**To be done:** Please count the lines of the records below that contain the string "deer", treating uppercase and lowercase as different. Reply with the number only.

>> Begin Provided records

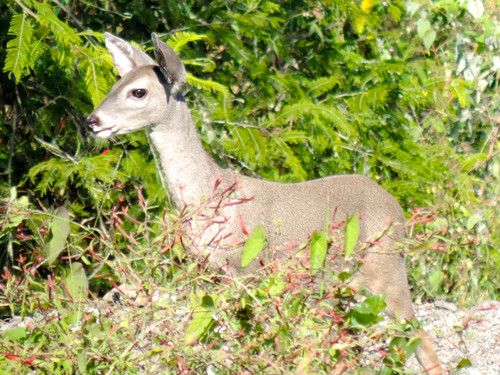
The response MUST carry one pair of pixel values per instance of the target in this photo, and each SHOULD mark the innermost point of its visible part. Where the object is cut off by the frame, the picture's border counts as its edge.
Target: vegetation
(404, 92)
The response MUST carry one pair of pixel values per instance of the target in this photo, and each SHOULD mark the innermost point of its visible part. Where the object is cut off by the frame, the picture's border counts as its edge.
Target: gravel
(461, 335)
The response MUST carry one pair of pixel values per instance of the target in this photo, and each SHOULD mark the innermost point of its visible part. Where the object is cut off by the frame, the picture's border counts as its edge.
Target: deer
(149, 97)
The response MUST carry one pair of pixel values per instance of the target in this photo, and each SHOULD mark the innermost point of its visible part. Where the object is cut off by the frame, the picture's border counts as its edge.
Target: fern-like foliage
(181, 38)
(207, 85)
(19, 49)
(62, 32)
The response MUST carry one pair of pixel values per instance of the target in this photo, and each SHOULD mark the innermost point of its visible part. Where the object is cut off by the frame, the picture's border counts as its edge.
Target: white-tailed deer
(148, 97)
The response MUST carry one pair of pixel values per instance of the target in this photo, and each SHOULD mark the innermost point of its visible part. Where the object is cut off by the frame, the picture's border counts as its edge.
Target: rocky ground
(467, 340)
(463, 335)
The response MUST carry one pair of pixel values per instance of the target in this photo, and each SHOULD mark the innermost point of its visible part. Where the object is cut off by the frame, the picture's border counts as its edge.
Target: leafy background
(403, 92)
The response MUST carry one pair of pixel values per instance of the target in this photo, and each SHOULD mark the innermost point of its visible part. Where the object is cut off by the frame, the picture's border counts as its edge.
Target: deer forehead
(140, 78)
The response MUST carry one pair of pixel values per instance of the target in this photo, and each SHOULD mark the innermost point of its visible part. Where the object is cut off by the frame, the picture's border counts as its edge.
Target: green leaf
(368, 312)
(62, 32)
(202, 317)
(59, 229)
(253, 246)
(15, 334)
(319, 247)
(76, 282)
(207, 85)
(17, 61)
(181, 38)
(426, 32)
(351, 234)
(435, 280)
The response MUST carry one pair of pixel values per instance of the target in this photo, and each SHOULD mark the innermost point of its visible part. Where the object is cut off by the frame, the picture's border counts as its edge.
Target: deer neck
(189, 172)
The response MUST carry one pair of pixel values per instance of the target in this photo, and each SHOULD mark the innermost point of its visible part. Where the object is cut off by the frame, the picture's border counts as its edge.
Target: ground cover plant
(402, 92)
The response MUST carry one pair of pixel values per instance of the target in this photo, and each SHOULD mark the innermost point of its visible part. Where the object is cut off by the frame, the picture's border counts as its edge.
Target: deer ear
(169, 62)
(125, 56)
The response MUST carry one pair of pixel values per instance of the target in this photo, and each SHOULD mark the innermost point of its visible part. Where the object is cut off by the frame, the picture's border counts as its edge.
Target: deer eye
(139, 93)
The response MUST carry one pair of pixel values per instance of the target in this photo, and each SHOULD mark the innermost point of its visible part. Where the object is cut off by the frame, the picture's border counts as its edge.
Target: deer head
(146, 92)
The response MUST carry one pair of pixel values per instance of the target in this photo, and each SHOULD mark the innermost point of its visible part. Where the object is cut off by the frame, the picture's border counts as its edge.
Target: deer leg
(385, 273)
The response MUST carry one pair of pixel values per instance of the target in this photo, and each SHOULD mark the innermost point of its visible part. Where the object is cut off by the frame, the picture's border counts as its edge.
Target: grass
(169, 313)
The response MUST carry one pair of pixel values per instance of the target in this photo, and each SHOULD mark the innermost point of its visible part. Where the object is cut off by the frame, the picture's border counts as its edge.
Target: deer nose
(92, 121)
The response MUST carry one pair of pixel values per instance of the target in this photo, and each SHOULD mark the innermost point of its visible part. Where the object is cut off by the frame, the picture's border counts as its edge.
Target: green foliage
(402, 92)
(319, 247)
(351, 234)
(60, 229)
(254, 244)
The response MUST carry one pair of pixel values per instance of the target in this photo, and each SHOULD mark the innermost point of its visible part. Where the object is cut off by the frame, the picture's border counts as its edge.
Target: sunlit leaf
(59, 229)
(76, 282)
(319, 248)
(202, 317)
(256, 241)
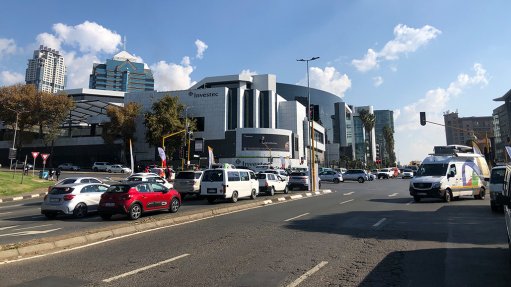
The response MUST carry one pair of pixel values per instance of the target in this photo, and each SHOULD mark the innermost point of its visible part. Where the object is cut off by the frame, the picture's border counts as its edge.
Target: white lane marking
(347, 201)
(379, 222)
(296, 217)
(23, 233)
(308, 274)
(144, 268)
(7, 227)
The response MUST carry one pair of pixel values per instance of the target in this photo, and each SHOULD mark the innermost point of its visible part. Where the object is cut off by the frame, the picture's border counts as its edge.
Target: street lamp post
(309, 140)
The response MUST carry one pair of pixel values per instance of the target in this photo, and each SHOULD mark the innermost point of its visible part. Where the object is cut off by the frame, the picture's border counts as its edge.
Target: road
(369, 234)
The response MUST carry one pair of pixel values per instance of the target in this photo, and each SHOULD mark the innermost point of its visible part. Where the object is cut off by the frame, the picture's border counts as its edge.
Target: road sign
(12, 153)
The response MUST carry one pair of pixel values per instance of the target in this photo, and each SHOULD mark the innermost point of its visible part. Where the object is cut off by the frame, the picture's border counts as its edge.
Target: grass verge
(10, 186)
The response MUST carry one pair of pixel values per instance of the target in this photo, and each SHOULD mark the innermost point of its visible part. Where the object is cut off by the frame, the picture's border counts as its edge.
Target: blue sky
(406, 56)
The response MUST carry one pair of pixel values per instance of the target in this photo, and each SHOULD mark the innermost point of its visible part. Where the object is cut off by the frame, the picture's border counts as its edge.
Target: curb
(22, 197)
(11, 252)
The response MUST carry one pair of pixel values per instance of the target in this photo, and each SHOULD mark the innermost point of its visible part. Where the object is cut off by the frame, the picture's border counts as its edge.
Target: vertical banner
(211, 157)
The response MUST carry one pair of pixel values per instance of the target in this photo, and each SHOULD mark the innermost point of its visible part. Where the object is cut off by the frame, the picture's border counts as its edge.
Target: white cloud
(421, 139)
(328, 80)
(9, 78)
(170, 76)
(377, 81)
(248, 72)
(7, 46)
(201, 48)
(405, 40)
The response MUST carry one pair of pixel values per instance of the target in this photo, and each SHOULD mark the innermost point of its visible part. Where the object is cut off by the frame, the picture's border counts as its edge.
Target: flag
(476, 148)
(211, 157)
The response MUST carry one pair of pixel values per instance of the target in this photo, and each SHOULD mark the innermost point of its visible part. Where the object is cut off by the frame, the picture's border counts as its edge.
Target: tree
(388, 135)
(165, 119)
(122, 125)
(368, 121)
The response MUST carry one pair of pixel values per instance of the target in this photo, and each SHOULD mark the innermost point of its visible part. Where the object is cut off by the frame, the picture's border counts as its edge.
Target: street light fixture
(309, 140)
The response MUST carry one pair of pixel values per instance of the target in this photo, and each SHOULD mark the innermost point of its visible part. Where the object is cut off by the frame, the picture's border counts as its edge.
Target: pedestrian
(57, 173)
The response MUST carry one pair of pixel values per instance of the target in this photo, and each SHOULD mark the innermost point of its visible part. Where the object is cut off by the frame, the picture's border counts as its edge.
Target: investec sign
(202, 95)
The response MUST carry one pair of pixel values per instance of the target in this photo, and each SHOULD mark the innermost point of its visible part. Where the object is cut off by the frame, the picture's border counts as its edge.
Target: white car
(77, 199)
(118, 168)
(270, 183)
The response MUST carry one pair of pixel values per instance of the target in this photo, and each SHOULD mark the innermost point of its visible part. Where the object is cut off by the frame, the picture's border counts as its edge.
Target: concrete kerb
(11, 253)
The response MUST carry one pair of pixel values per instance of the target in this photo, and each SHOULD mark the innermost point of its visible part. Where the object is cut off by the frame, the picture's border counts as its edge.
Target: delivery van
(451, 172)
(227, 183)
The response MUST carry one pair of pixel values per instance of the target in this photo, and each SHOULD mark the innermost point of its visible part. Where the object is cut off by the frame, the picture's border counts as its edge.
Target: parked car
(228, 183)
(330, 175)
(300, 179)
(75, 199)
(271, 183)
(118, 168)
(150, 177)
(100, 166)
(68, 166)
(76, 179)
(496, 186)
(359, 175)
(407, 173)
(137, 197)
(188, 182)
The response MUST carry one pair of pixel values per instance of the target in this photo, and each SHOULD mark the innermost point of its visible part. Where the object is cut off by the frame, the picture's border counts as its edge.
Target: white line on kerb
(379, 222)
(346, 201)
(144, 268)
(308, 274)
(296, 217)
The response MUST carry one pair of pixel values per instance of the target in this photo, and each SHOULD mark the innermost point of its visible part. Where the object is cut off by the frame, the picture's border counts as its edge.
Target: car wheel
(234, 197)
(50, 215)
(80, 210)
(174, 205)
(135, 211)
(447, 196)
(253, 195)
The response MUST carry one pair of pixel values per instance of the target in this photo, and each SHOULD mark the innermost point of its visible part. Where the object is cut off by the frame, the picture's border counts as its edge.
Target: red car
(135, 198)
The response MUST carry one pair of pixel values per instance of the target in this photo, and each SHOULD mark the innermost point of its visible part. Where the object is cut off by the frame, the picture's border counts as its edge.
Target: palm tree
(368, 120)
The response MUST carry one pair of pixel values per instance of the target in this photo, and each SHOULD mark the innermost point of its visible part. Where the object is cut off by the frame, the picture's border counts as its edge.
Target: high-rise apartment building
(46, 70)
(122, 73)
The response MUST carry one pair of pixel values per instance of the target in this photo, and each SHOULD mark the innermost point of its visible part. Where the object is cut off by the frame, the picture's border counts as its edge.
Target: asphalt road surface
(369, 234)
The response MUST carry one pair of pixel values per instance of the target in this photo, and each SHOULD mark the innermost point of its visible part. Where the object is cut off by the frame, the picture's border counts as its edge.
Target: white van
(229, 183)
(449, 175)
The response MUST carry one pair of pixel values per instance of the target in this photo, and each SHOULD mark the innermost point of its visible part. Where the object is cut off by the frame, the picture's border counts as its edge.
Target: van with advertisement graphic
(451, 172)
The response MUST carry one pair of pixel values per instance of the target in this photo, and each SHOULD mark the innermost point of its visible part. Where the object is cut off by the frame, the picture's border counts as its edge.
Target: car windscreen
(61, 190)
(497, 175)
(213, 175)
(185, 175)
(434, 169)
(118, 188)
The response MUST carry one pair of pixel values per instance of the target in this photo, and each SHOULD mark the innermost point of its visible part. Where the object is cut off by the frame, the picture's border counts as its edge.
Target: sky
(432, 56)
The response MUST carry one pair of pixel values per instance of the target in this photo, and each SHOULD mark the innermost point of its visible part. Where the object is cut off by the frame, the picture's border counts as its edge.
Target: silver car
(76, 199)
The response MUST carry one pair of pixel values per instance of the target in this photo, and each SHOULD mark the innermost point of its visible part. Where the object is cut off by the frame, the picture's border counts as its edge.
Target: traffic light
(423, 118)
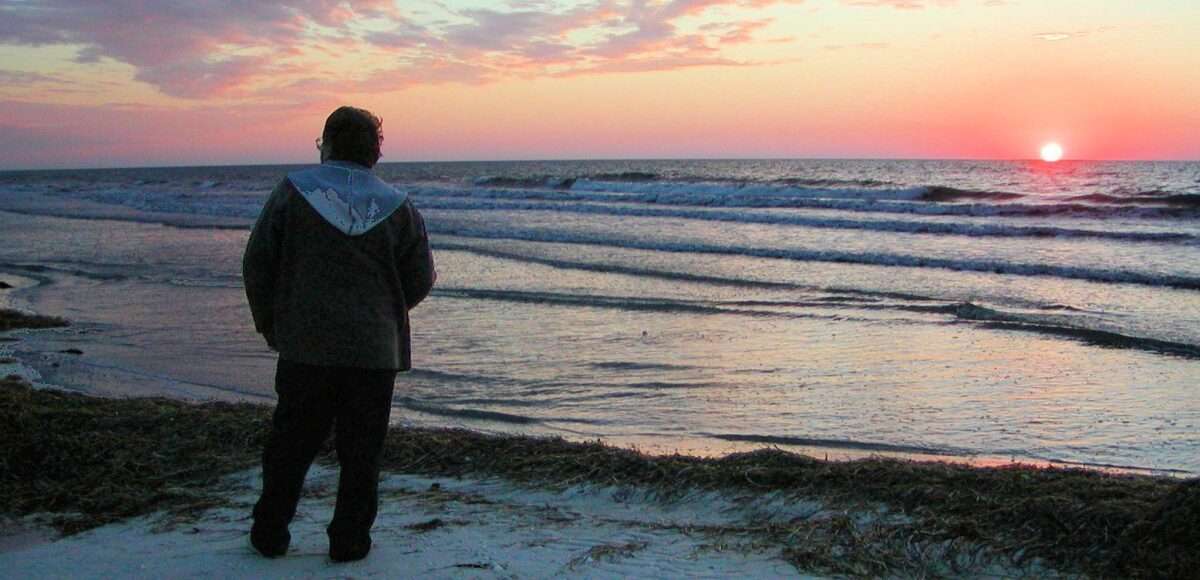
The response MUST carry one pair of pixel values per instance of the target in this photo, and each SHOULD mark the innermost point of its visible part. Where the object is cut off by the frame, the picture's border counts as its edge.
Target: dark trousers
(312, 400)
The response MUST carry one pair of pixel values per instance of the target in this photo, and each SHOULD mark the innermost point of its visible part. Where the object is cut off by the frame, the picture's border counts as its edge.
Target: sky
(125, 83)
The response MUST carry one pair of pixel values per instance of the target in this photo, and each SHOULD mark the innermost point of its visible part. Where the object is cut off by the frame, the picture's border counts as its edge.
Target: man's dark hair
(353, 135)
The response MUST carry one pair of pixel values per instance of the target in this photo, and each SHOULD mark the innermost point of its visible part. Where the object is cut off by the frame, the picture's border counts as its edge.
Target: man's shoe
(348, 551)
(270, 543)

>> End Provided records

**Finished answer:** 9